Output every line of the rows below as a numbered list, skipping any blank lines and leaving the pictures out.

[Dataset excerpt]
##########
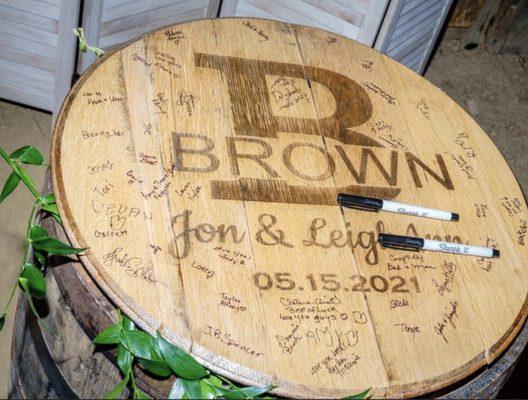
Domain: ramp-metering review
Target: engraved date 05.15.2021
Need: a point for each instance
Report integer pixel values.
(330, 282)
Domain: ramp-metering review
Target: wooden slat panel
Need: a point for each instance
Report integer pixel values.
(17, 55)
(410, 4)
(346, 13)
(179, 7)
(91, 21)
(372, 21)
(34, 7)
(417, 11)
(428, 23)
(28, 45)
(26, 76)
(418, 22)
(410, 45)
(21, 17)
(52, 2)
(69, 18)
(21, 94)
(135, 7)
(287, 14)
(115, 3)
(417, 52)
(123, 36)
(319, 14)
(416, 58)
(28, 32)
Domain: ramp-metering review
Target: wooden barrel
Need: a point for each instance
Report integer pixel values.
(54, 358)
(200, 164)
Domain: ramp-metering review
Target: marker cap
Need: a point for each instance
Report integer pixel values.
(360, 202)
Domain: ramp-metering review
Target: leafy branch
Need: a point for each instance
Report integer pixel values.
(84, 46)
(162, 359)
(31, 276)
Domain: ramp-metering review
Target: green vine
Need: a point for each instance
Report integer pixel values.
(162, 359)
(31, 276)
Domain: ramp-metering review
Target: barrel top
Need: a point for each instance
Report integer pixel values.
##########
▶ _THE SOLUTION_
1. Domain: ramp-metering review
2. Target: engraved date 05.15.2021
3. Need: a point for each instance
4. Report integer pixel values.
5. (330, 282)
6. Domain: ramp-metering review
7. Target: wooden slat panel
8. Need: a point for each instance
9. Report integer pixel values.
10. (17, 55)
11. (410, 4)
12. (346, 13)
13. (179, 7)
14. (91, 21)
15. (372, 21)
16. (34, 7)
17. (417, 11)
18. (428, 23)
19. (28, 45)
20. (26, 76)
21. (418, 22)
22. (410, 45)
23. (21, 17)
24. (52, 2)
25. (69, 18)
26. (21, 94)
27. (135, 7)
28. (287, 14)
29. (115, 3)
30. (417, 52)
31. (123, 36)
32. (319, 14)
33. (416, 58)
34. (28, 32)
35. Domain: ramp-metering review
36. Target: wooden barrel
37. Need: a point for each instance
38. Report integer pixel values.
39. (54, 358)
40. (200, 164)
41. Domain: ramp-metering review
42. Target: marker cap
43. Need: a point for each instance
44. Report integer pixel values.
45. (360, 202)
46. Domain: ramp-metering review
47. Target: leafy branch
48. Need: a point for each instance
49. Report integer pixel values.
50. (84, 46)
51. (162, 359)
52. (31, 276)
53. Domain: ramp-metering review
54. Target: green vine
55. Need: a point for each instance
56. Report integer pixel values.
57. (162, 359)
58. (31, 276)
59. Domain: ramp-metering review
60. Target: barrel top
61. Need: a point for each instance
62. Report integer pixel values.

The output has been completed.